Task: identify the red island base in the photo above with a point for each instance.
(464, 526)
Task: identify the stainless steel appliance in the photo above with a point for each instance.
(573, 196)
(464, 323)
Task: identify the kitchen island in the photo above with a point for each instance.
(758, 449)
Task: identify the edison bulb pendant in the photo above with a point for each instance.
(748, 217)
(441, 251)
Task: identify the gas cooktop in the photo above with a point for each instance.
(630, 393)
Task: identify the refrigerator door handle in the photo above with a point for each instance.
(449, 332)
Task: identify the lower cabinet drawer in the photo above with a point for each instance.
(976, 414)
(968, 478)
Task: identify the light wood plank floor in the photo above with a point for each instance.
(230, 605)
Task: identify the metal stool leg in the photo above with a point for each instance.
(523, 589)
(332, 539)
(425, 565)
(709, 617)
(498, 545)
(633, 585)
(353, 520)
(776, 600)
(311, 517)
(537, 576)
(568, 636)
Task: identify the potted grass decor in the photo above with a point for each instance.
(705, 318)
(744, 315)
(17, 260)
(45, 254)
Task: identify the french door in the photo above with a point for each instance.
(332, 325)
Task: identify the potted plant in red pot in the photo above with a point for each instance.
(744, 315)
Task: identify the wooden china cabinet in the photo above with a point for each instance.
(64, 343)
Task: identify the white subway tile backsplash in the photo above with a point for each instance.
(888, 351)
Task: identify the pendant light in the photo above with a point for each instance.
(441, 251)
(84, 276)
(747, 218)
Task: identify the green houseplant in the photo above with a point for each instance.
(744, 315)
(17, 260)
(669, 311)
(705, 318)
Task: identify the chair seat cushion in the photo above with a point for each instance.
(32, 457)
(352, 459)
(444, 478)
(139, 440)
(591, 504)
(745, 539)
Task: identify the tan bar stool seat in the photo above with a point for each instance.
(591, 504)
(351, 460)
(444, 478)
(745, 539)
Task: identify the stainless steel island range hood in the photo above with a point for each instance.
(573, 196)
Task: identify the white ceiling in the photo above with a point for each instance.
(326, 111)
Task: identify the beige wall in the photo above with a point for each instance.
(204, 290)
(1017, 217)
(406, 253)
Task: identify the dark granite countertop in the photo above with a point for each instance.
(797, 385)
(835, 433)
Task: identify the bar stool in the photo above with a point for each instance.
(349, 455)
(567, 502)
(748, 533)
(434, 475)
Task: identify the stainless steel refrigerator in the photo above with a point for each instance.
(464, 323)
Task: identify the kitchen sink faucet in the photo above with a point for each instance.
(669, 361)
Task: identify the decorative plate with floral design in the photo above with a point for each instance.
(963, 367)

Task to complete
Extract the full set of entries word for word.

Solution for this exercise
Task: identify the red island base in the photo above with a point for each instance.
(464, 526)
Task: identify the stainless steel appliance in the photo above with a point for each instance.
(573, 196)
(464, 323)
Task: identify the kitchen island in the photo above with a point for each instance.
(758, 449)
Task: identify the edison bulb pendant in the photo above with a point for each instance.
(748, 217)
(441, 251)
Task: identify the gas cooktop in the photo above with a point for each instance.
(630, 393)
Task: identify the refrigerator door handle in the photo above with a point for each instance.
(449, 332)
Task: identify the lower cabinet drawer in the photo above with a point for each instance.
(976, 414)
(968, 478)
Task: identify the light wood plank floor in the photo above with a point for each instance.
(230, 605)
Task: identify the metal stool leg in the photo above with a point for each instance.
(523, 589)
(332, 539)
(425, 565)
(709, 617)
(498, 545)
(633, 585)
(353, 520)
(776, 600)
(311, 517)
(537, 576)
(568, 636)
Task: identify the potted grass decor in the photo above with a point for each instance.
(705, 318)
(744, 315)
(17, 260)
(45, 254)
Task: identify the french door in the photo above with a point for each instance.
(332, 325)
Task: identify the potted plant in red pot in the photo above with a point for each instance.
(744, 315)
Task: identify the wooden china cabinet in the photo above with a point for each instance.
(64, 343)
Task: identify the white subway tile backsplash in the photo above with a point for each instance.
(888, 351)
Task: identify the pendant light in the photo above with a point for each instance.
(441, 251)
(84, 276)
(747, 218)
Task: identify the green houseplant in the photo above with a point for each instance.
(744, 315)
(17, 260)
(669, 311)
(705, 318)
Task: identify the chair seat cushion in the photo above with a point for each instance.
(32, 457)
(352, 459)
(444, 478)
(139, 440)
(591, 504)
(745, 539)
Task: identify the tan bar stool seat in the photo above with a point for each instance.
(591, 504)
(351, 460)
(444, 478)
(745, 539)
Task: identify the stainless steel island range hood in the photo above with a point for each instance.
(573, 196)
Task: identify the white ceiling in the photo above with a point for each instance.
(326, 111)
Task: identify the beige wall in the photo above with a point for each instance.
(204, 290)
(1017, 217)
(406, 253)
Task: identify the dark granite countertop in the photo above with a point for each instance.
(797, 385)
(835, 433)
Task: identify the bar stool in the photo above with a point for each instance.
(349, 455)
(567, 502)
(748, 533)
(434, 475)
Task: identify the stainless steel refrigerator in the photo above with a point for each instance.
(464, 323)
Task: identify the kitchen sink faucet in the photo above with a point for each instance.
(669, 361)
Task: identify the decorative plate with floral design in the photo above with a point for each instance.
(963, 367)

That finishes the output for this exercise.